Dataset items
┄┄┄┄┄┄
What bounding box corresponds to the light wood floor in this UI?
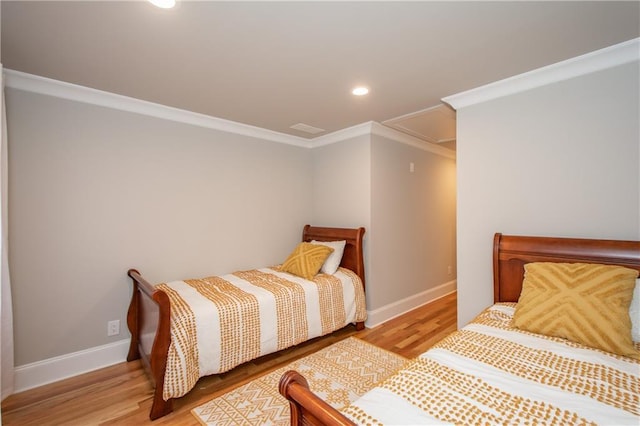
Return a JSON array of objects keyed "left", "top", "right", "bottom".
[{"left": 2, "top": 292, "right": 457, "bottom": 426}]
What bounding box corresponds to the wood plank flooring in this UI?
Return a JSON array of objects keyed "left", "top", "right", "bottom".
[{"left": 1, "top": 292, "right": 457, "bottom": 426}]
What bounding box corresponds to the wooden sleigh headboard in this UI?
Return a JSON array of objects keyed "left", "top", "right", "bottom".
[
  {"left": 493, "top": 232, "right": 640, "bottom": 303},
  {"left": 302, "top": 224, "right": 366, "bottom": 289}
]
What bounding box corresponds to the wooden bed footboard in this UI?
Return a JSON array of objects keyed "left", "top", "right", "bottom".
[
  {"left": 126, "top": 269, "right": 173, "bottom": 420},
  {"left": 279, "top": 370, "right": 355, "bottom": 426}
]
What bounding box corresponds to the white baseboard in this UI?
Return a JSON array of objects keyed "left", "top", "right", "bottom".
[
  {"left": 12, "top": 282, "right": 455, "bottom": 392},
  {"left": 365, "top": 280, "right": 457, "bottom": 328},
  {"left": 14, "top": 339, "right": 130, "bottom": 393}
]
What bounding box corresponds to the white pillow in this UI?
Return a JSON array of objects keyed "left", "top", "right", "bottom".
[
  {"left": 630, "top": 278, "right": 640, "bottom": 343},
  {"left": 311, "top": 240, "right": 346, "bottom": 275}
]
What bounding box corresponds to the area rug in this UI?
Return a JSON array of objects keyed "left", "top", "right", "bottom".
[{"left": 192, "top": 337, "right": 408, "bottom": 425}]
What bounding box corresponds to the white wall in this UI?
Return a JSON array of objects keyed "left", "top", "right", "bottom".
[
  {"left": 6, "top": 88, "right": 313, "bottom": 366},
  {"left": 311, "top": 128, "right": 457, "bottom": 326},
  {"left": 5, "top": 82, "right": 458, "bottom": 389},
  {"left": 370, "top": 134, "right": 456, "bottom": 314},
  {"left": 311, "top": 135, "right": 372, "bottom": 230},
  {"left": 311, "top": 135, "right": 373, "bottom": 306},
  {"left": 456, "top": 61, "right": 640, "bottom": 327}
]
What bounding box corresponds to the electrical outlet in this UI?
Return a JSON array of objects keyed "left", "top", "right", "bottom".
[
  {"left": 447, "top": 265, "right": 453, "bottom": 275},
  {"left": 107, "top": 320, "right": 120, "bottom": 336}
]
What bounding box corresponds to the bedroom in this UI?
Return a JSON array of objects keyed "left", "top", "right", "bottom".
[{"left": 0, "top": 1, "right": 639, "bottom": 424}]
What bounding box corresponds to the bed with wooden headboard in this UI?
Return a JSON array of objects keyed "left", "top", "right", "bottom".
[
  {"left": 280, "top": 232, "right": 640, "bottom": 426},
  {"left": 126, "top": 224, "right": 367, "bottom": 420}
]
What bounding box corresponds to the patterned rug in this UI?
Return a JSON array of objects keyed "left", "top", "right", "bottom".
[{"left": 191, "top": 337, "right": 408, "bottom": 425}]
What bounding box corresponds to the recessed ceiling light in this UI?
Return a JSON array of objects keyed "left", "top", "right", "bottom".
[
  {"left": 148, "top": 0, "right": 176, "bottom": 9},
  {"left": 352, "top": 87, "right": 369, "bottom": 96}
]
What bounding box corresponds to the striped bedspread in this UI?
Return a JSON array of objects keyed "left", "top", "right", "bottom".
[
  {"left": 157, "top": 266, "right": 366, "bottom": 400},
  {"left": 342, "top": 304, "right": 639, "bottom": 425}
]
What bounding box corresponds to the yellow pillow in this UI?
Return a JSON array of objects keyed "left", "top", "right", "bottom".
[
  {"left": 513, "top": 262, "right": 639, "bottom": 359},
  {"left": 281, "top": 242, "right": 334, "bottom": 280}
]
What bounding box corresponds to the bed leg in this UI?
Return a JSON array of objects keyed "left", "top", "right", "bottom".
[
  {"left": 355, "top": 321, "right": 365, "bottom": 331},
  {"left": 127, "top": 269, "right": 141, "bottom": 361},
  {"left": 149, "top": 391, "right": 173, "bottom": 421}
]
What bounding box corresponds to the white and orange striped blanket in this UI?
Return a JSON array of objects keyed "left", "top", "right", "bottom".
[
  {"left": 157, "top": 266, "right": 366, "bottom": 400},
  {"left": 342, "top": 304, "right": 639, "bottom": 425}
]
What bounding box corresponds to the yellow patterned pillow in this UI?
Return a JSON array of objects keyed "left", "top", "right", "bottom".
[
  {"left": 513, "top": 262, "right": 639, "bottom": 359},
  {"left": 281, "top": 242, "right": 334, "bottom": 280}
]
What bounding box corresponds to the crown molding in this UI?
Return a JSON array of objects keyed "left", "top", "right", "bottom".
[
  {"left": 371, "top": 122, "right": 456, "bottom": 160},
  {"left": 4, "top": 69, "right": 456, "bottom": 158},
  {"left": 311, "top": 121, "right": 456, "bottom": 159},
  {"left": 3, "top": 69, "right": 310, "bottom": 147},
  {"left": 443, "top": 37, "right": 640, "bottom": 110},
  {"left": 311, "top": 121, "right": 375, "bottom": 147}
]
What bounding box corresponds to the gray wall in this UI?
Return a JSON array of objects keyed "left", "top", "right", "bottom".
[
  {"left": 456, "top": 62, "right": 640, "bottom": 327},
  {"left": 311, "top": 136, "right": 372, "bottom": 305},
  {"left": 311, "top": 132, "right": 457, "bottom": 315},
  {"left": 6, "top": 89, "right": 313, "bottom": 365},
  {"left": 311, "top": 136, "right": 372, "bottom": 230},
  {"left": 370, "top": 135, "right": 456, "bottom": 310},
  {"left": 6, "top": 88, "right": 458, "bottom": 369}
]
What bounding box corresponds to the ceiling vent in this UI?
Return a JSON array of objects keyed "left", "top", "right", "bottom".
[{"left": 290, "top": 123, "right": 326, "bottom": 135}]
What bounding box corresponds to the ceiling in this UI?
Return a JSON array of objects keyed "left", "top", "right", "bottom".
[{"left": 2, "top": 1, "right": 639, "bottom": 149}]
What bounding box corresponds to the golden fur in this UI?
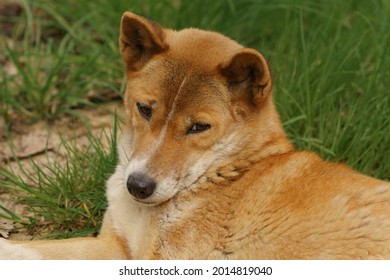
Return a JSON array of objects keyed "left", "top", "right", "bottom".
[{"left": 1, "top": 12, "right": 389, "bottom": 259}]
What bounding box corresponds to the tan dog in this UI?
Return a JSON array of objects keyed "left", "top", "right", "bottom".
[{"left": 1, "top": 12, "right": 390, "bottom": 260}]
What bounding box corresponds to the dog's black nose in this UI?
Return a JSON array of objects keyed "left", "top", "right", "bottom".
[{"left": 127, "top": 173, "right": 156, "bottom": 199}]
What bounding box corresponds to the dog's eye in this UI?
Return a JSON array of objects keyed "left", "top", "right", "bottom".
[
  {"left": 187, "top": 122, "right": 211, "bottom": 134},
  {"left": 136, "top": 103, "right": 152, "bottom": 121}
]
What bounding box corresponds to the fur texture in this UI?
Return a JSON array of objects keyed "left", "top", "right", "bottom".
[{"left": 1, "top": 12, "right": 389, "bottom": 260}]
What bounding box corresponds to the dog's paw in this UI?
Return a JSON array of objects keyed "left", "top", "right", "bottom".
[{"left": 0, "top": 238, "right": 42, "bottom": 260}]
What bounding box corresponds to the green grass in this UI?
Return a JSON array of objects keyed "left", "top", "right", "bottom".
[
  {"left": 0, "top": 119, "right": 119, "bottom": 238},
  {"left": 0, "top": 0, "right": 389, "bottom": 238},
  {"left": 0, "top": 0, "right": 124, "bottom": 123}
]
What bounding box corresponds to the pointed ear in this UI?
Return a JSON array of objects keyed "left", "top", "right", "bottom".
[
  {"left": 120, "top": 12, "right": 168, "bottom": 71},
  {"left": 219, "top": 48, "right": 272, "bottom": 106}
]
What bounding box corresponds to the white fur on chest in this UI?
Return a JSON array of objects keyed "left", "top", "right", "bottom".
[
  {"left": 106, "top": 170, "right": 154, "bottom": 258},
  {"left": 106, "top": 167, "right": 202, "bottom": 259}
]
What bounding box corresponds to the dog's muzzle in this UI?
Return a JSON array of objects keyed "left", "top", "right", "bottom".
[{"left": 127, "top": 173, "right": 156, "bottom": 199}]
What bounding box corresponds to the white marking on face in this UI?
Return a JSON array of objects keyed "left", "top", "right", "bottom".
[
  {"left": 124, "top": 158, "right": 148, "bottom": 182},
  {"left": 120, "top": 77, "right": 189, "bottom": 203},
  {"left": 149, "top": 77, "right": 187, "bottom": 156}
]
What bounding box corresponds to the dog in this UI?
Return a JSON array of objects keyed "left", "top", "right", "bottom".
[{"left": 1, "top": 12, "right": 390, "bottom": 260}]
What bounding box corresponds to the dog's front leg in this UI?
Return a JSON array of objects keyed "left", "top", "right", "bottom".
[
  {"left": 0, "top": 216, "right": 130, "bottom": 260},
  {"left": 0, "top": 235, "right": 128, "bottom": 260}
]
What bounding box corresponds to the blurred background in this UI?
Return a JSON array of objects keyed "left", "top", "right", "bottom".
[{"left": 0, "top": 0, "right": 389, "bottom": 239}]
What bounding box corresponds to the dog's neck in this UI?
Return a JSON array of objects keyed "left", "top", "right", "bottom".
[
  {"left": 206, "top": 138, "right": 293, "bottom": 186},
  {"left": 209, "top": 96, "right": 294, "bottom": 186}
]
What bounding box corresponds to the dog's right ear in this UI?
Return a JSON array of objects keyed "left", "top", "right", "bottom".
[
  {"left": 120, "top": 12, "right": 168, "bottom": 71},
  {"left": 219, "top": 48, "right": 272, "bottom": 110}
]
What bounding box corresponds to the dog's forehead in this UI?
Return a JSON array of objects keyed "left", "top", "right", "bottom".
[
  {"left": 159, "top": 28, "right": 242, "bottom": 106},
  {"left": 128, "top": 29, "right": 241, "bottom": 114},
  {"left": 138, "top": 55, "right": 227, "bottom": 110},
  {"left": 147, "top": 62, "right": 226, "bottom": 116},
  {"left": 165, "top": 28, "right": 243, "bottom": 70}
]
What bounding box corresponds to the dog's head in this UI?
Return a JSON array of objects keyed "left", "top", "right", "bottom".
[{"left": 116, "top": 12, "right": 288, "bottom": 205}]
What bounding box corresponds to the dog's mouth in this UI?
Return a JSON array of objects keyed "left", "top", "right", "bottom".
[
  {"left": 131, "top": 195, "right": 174, "bottom": 207},
  {"left": 129, "top": 180, "right": 180, "bottom": 206},
  {"left": 129, "top": 171, "right": 212, "bottom": 208},
  {"left": 132, "top": 198, "right": 159, "bottom": 206},
  {"left": 125, "top": 161, "right": 214, "bottom": 207}
]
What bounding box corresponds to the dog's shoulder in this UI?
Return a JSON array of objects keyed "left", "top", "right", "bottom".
[{"left": 219, "top": 151, "right": 390, "bottom": 258}]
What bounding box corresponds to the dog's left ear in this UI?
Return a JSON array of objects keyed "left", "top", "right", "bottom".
[
  {"left": 120, "top": 12, "right": 168, "bottom": 71},
  {"left": 219, "top": 48, "right": 272, "bottom": 107}
]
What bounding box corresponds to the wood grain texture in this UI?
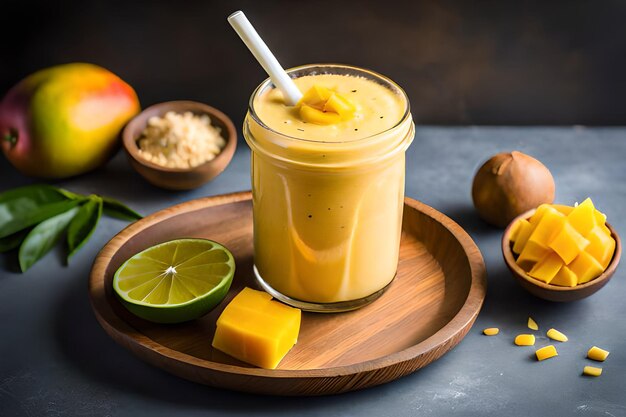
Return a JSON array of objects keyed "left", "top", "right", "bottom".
[
  {"left": 89, "top": 191, "right": 487, "bottom": 395},
  {"left": 502, "top": 208, "right": 621, "bottom": 302}
]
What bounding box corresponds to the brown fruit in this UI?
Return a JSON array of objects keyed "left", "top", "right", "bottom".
[{"left": 472, "top": 151, "right": 555, "bottom": 227}]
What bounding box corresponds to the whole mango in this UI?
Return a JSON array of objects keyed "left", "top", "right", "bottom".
[{"left": 0, "top": 63, "right": 140, "bottom": 178}]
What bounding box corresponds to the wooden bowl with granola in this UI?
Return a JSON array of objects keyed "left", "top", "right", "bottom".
[{"left": 122, "top": 101, "right": 237, "bottom": 190}]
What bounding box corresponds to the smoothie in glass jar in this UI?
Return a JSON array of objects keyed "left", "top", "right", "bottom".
[{"left": 244, "top": 64, "right": 414, "bottom": 311}]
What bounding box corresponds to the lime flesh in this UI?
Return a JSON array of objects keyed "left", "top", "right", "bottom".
[{"left": 113, "top": 238, "right": 235, "bottom": 323}]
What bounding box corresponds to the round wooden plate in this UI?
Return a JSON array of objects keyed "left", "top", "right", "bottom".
[{"left": 89, "top": 191, "right": 487, "bottom": 396}]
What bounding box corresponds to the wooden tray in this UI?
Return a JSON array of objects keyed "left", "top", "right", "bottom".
[{"left": 89, "top": 191, "right": 486, "bottom": 396}]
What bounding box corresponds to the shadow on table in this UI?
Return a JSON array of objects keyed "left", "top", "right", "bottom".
[{"left": 52, "top": 262, "right": 404, "bottom": 412}]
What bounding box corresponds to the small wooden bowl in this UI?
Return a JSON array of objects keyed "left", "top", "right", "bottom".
[
  {"left": 502, "top": 208, "right": 621, "bottom": 302},
  {"left": 122, "top": 101, "right": 237, "bottom": 190}
]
┄┄┄┄┄┄
ASSIGNMENT
Exact repeat, pictures omitted: give every line from the top of the records down to and including the line with "What bounding box corresponds to the wooden sleigh".

THE COMPLETED TASK
What bounding box corresponds to the light wood floor in this UI?
Return a JSON array of objects keyed "left", "top", "right", "bottom".
[{"left": 2, "top": 292, "right": 457, "bottom": 426}]
What bounding box corresponds to the wood plank flooring in this UI?
Return a JSON array of objects keyed "left", "top", "right", "bottom".
[{"left": 1, "top": 292, "right": 457, "bottom": 426}]
What bounding box corresponds to the wooden sleigh headboard in this UI?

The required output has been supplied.